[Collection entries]

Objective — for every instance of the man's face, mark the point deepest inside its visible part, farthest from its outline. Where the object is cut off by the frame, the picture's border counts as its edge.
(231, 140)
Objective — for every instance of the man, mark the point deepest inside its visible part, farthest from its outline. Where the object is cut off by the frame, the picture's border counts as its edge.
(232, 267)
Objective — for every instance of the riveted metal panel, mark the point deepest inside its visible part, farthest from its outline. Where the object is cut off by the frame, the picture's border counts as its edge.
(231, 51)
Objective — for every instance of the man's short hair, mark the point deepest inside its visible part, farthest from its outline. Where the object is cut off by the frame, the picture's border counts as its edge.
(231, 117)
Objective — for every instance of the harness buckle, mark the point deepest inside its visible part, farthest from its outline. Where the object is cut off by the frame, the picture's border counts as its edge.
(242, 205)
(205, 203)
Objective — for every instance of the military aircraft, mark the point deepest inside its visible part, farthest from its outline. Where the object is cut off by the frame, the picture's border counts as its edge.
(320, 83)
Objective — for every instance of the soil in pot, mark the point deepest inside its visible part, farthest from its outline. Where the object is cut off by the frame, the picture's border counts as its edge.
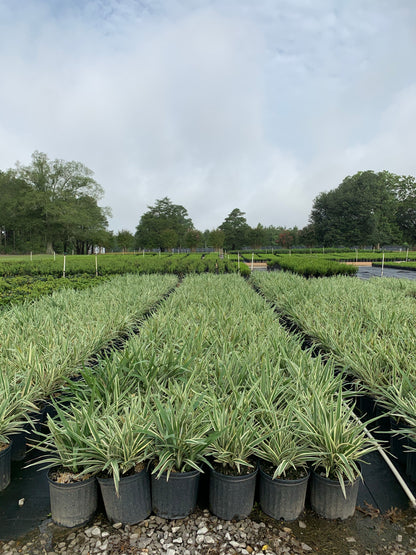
(231, 496)
(282, 498)
(73, 503)
(133, 502)
(175, 497)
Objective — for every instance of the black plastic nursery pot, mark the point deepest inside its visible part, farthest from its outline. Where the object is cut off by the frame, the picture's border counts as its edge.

■ The task ■
Quote only the lines that start at the line holding "Objective — for every instance of the soil" and end at the last line of the entries, including both of those lines, and omit every picture.

■ Task solution ■
Objective — for every instance of the soil in pot, mark the point deepest inside its visible part, farthest from its outline. Where the object is cut off by the frame, the picture's border counts as its edge.
(231, 496)
(282, 498)
(73, 503)
(133, 502)
(175, 497)
Objective — for every instance of the black plastic nursery pot, mark the point deepest inside its visible part, farthest from its outline. Where the object is cut off by the frame, the picture's border counts as its edge.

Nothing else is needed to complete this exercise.